* BEGIN Available records *

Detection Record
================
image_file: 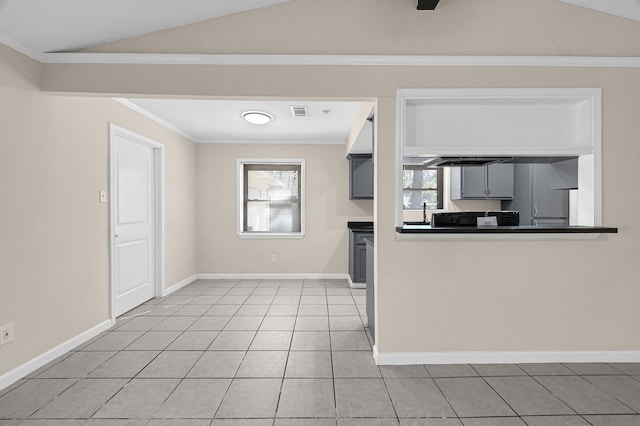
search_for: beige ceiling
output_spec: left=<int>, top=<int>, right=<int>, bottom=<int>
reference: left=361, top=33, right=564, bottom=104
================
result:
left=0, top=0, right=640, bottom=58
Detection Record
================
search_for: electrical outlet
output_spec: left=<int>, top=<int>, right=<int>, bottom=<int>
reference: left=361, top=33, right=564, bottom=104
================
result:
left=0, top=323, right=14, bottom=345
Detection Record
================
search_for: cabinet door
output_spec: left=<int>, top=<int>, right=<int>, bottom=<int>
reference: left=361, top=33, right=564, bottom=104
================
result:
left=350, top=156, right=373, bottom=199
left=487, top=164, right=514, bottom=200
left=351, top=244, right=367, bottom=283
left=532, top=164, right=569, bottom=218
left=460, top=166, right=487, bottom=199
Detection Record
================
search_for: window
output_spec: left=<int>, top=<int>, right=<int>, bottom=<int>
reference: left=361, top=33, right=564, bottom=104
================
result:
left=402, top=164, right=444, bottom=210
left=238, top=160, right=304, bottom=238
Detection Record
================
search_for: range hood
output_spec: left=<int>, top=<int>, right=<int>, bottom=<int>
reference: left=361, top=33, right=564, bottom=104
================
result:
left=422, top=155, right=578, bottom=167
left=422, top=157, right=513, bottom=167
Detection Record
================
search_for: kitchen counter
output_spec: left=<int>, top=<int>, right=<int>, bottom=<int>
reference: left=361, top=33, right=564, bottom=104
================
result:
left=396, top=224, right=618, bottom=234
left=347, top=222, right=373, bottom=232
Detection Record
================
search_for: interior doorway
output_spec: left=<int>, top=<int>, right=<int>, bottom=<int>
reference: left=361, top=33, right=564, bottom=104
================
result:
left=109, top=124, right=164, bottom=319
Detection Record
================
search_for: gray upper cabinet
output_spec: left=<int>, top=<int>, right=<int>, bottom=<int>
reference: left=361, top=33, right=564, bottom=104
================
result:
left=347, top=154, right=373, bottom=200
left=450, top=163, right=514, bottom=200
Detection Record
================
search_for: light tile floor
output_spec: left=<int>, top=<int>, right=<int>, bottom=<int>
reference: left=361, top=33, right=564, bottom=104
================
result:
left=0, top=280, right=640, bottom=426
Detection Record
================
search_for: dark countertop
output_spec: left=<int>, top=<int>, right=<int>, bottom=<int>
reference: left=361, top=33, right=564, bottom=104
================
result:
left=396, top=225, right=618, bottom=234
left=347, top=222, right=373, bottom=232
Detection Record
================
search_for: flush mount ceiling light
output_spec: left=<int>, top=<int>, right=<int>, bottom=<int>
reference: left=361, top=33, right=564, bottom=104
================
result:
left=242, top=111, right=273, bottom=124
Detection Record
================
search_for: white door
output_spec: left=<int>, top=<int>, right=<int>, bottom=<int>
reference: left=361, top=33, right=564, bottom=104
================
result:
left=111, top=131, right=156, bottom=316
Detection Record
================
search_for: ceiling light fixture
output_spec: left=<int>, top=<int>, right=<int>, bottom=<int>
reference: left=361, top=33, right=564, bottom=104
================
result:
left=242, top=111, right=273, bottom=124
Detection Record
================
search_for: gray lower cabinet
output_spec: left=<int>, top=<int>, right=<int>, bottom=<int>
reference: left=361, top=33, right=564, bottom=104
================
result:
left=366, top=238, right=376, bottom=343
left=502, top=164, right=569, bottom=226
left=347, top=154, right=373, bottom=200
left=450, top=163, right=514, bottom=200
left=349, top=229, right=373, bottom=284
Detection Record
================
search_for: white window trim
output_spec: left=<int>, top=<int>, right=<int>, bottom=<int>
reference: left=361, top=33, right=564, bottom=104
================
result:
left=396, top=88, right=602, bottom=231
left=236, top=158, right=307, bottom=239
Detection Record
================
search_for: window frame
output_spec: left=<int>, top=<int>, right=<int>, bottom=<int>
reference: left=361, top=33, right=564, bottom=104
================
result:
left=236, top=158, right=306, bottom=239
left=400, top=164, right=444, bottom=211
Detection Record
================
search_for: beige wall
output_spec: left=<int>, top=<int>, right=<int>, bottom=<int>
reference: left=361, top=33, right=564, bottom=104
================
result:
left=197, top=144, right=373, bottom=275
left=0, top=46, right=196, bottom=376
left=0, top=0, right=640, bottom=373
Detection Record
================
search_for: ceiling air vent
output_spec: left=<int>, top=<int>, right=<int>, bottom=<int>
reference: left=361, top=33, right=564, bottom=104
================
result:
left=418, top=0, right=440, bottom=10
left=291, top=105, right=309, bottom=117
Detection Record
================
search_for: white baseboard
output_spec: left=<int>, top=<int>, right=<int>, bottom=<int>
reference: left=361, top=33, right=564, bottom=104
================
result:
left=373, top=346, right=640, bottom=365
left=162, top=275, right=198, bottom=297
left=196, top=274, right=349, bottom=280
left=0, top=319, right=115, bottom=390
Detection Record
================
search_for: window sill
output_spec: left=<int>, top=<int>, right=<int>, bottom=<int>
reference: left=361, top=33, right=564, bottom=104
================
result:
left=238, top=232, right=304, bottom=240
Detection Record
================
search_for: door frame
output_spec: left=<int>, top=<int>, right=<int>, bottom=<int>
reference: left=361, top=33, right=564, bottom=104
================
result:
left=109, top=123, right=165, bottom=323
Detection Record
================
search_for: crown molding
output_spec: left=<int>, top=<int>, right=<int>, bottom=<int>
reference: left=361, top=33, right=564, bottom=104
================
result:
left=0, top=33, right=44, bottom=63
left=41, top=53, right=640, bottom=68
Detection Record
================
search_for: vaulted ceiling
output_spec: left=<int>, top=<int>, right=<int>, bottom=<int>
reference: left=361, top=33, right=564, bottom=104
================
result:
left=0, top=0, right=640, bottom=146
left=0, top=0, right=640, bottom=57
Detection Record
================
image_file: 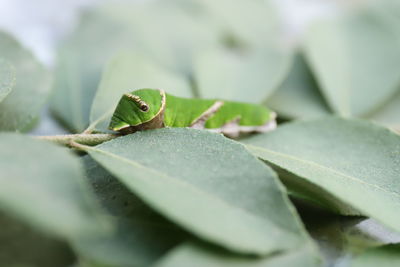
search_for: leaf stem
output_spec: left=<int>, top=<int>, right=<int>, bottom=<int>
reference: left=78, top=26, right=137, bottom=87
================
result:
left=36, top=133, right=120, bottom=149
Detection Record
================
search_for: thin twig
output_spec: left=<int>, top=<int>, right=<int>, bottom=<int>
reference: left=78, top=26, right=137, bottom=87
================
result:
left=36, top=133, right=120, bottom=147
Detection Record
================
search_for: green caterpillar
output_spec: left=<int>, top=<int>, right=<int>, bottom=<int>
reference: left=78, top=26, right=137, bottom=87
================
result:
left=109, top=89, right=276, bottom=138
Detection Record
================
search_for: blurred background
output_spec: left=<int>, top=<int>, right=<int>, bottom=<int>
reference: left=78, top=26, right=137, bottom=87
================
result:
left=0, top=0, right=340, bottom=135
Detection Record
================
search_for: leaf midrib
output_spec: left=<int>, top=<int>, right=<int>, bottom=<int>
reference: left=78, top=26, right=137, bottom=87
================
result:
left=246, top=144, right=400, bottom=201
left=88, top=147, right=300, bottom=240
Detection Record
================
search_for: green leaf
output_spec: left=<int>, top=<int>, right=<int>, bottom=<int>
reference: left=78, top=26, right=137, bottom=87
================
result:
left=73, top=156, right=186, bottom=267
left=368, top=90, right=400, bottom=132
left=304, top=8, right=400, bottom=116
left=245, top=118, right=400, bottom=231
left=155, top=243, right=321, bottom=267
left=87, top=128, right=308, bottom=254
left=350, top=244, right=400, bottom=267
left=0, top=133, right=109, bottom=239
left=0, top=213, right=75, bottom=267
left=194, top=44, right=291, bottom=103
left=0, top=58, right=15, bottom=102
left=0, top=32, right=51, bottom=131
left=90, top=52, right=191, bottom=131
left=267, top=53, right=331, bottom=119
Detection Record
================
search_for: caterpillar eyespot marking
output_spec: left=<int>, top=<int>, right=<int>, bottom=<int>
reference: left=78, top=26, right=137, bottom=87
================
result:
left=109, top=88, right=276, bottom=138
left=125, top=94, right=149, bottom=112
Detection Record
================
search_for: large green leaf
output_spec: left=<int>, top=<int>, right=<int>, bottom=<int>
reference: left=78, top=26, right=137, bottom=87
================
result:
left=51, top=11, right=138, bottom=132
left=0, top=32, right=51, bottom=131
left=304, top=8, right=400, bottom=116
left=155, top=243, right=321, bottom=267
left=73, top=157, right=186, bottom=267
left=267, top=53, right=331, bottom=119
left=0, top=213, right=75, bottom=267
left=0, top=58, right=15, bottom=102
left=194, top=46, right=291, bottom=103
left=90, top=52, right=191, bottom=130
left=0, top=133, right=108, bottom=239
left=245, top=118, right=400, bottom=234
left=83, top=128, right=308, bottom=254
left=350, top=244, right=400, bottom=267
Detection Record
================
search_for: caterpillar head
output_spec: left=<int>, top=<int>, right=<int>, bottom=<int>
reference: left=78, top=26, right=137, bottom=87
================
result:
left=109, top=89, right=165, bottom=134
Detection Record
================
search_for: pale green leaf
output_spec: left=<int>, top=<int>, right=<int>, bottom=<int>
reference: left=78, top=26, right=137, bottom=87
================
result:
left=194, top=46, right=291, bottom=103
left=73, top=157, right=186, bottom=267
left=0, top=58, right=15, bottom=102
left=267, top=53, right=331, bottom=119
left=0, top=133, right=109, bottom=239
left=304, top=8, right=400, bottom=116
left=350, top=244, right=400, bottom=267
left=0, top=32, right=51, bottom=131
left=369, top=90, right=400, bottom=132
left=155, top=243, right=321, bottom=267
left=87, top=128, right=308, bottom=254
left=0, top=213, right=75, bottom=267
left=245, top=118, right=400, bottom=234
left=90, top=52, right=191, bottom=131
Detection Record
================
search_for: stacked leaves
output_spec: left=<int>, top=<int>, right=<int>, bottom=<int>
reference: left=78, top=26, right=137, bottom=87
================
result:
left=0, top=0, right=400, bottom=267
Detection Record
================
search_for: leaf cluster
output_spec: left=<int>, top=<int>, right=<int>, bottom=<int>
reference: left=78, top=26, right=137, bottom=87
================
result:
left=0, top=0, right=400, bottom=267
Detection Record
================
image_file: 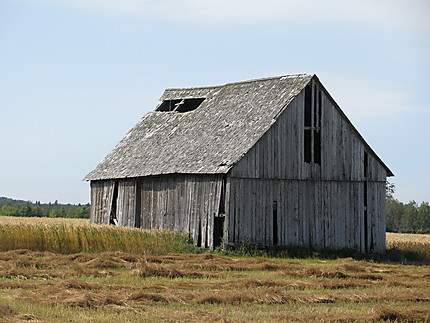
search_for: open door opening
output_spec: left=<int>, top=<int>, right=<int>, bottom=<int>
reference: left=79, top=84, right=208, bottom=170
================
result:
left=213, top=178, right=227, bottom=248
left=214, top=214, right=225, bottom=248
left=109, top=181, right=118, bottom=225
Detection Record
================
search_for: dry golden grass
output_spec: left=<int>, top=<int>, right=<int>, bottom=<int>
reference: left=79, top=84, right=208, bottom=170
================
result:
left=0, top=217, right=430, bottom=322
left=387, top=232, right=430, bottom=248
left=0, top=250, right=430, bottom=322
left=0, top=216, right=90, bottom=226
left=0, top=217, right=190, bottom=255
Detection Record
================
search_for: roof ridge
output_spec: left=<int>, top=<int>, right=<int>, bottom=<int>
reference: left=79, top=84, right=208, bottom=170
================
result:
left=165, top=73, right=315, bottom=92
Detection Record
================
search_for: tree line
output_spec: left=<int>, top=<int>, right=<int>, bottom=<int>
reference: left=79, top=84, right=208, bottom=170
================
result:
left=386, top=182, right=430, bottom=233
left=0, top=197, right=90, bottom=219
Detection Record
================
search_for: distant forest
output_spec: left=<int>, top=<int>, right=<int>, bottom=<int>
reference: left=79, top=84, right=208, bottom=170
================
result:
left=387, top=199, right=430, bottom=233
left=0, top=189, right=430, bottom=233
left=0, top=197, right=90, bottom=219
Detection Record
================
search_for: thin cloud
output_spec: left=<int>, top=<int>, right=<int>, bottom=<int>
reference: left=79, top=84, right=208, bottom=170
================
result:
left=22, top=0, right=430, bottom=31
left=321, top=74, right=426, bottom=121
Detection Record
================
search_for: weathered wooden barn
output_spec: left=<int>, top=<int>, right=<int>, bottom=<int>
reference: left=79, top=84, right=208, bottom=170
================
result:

* END Available records *

● **What the task requires**: Would you return the material word for word, from its first line through the line containing "left=0, top=0, right=640, bottom=58", with both ends included and the pictures left out?

● **Exercise solution**:
Detection Record
================
image_file: 
search_for: beige ceiling
output_spec: left=<int>, top=<int>, right=<int>, bottom=<int>
reference: left=361, top=33, right=564, bottom=104
================
result:
left=0, top=0, right=640, bottom=58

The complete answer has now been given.